*Provided text:*
++++++++++++++++++++

A group of Korean agriculture students visited a cattle ranch outside St. Louis to learn about the cattle and beef industry in the United States. All of the students are majoring in beef, chicken or grain farming in their home country.
Bill McLaren, a rancher who runs three beef herds, invited the students to tour his ranch after receiving a request from the Missouri Beef Industry Council.
During their stay in Missouri, the students were able to interact with the cattle and ask McLaren and Missouri Beef Council CFO, David Althoff, questions about the U.S. beef industry. The students were primarily interested in price stability and profitability in a declining market.
Through use of a translator, one student explained that Korea’s government is trying hard to improve the quality of beef produced. The student asked McLaren if more high-grade beef was on the market, wouldn’t prices for that grade drop? McLaren answered that this would be the case, but cows contain very little prime meat.
“It would be a long time before we flood the market with prime beef,” McLaren said.
Throughout the tour and Q&A, the students learned many differences about farming practices in Korea and in the U.S. The students watched the cattle in the field and noticed how relaxed the cattle were when going through chutes for insemination and vaccination.
“They were amazed at how calm the grass-fed cows are,” McLaren said. “In Korea, there is no pasture, all cows are fed in buildings. We explained that we work for low stress on the cows and on the farmhands.”

++++++++++++++++++++

*Entries supplied:*
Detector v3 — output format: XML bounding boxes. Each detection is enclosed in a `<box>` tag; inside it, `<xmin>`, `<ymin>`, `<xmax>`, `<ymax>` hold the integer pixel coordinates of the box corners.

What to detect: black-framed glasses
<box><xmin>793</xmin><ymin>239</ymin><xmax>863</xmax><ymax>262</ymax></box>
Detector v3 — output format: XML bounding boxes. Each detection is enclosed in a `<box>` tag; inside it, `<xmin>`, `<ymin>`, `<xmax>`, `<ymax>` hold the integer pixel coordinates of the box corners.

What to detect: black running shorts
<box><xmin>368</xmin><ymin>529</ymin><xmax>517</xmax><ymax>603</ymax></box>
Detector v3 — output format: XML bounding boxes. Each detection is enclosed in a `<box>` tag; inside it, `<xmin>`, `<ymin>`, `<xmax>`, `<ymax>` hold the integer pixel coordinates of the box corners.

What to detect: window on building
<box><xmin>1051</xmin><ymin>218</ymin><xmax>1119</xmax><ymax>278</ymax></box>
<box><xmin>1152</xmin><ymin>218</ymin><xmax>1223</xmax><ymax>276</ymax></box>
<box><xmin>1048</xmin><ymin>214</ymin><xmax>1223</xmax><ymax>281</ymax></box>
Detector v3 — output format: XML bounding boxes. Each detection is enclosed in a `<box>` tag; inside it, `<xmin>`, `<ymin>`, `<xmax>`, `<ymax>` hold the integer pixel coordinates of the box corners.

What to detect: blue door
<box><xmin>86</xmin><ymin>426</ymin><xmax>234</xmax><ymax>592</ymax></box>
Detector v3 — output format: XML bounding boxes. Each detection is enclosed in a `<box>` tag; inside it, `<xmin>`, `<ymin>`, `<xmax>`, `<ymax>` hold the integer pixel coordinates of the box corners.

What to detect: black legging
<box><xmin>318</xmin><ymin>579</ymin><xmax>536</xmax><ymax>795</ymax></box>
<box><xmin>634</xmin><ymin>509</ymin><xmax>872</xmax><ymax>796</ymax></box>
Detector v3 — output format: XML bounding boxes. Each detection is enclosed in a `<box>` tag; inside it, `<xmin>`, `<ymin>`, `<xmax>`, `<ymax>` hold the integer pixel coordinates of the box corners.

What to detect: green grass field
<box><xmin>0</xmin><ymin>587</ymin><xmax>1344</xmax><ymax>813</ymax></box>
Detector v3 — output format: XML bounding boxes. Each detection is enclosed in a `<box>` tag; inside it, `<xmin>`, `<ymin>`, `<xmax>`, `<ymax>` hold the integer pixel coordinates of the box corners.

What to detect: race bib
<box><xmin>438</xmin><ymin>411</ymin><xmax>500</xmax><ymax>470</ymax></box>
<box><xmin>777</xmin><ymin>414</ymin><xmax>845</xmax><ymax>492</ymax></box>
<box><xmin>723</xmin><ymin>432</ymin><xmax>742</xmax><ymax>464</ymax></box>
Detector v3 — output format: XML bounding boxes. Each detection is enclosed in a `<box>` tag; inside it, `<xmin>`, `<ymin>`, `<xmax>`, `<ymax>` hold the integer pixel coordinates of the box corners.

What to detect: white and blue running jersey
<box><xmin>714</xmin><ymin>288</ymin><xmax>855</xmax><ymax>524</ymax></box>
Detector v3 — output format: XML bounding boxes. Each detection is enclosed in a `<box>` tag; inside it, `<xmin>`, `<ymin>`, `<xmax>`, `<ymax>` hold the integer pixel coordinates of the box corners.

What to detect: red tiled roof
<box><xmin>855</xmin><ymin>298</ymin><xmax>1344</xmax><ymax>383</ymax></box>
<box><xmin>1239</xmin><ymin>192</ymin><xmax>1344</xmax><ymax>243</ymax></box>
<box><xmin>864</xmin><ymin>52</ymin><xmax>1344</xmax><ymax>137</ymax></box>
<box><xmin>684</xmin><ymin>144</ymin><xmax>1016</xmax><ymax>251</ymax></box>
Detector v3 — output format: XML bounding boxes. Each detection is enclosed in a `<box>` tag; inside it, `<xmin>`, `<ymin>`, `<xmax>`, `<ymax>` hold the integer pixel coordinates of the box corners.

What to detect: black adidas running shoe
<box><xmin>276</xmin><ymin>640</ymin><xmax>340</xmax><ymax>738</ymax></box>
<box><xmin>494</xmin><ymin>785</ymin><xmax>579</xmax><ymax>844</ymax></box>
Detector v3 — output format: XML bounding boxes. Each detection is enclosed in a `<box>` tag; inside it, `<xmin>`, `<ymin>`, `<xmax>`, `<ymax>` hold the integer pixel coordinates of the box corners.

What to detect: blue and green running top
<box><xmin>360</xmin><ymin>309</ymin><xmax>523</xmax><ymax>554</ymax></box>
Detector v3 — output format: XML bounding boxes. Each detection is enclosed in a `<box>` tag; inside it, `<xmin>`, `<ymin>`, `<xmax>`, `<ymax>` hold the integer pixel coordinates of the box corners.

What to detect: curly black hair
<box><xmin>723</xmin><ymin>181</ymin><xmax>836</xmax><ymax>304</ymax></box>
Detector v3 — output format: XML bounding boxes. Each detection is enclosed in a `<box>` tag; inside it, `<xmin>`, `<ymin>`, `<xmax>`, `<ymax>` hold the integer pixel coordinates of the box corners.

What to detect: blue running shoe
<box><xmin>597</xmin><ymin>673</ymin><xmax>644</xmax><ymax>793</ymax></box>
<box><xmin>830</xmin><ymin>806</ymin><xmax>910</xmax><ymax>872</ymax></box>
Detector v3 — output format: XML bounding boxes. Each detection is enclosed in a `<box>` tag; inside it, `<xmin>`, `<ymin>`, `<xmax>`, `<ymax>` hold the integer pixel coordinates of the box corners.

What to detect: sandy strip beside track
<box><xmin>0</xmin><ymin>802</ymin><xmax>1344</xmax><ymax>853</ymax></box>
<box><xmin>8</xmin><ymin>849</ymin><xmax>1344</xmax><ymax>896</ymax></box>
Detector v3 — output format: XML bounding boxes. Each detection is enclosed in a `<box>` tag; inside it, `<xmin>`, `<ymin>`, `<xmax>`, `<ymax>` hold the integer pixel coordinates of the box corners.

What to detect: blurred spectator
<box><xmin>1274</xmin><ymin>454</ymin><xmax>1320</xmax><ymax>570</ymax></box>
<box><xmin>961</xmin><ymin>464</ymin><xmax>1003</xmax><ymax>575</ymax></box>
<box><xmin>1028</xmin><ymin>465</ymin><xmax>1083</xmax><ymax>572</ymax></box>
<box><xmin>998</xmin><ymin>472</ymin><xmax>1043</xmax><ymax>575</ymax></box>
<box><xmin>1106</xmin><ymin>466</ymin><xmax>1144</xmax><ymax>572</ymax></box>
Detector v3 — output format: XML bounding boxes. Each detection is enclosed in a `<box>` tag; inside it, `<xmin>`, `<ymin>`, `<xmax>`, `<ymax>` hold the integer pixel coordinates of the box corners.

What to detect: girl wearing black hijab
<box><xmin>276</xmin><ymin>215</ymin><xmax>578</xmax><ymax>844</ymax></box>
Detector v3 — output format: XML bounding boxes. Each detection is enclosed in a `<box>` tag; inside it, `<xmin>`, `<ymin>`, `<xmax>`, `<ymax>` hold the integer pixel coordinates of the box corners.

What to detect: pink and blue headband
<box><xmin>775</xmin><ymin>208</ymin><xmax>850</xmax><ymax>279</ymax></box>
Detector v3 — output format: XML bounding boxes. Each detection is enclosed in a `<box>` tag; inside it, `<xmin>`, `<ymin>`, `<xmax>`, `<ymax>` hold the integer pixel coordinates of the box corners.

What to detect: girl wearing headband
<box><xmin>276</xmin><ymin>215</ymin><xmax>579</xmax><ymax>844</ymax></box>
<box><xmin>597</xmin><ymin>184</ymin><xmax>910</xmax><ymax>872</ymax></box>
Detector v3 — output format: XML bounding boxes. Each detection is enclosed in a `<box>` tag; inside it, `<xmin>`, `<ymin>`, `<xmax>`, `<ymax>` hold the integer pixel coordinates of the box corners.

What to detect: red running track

++++++++++++++++++++

*Task prompt:*
In the text about the Korean students' ranch visit, what were the students primarily interested in?

*Task result:*
Price stability and profitability in a declining market.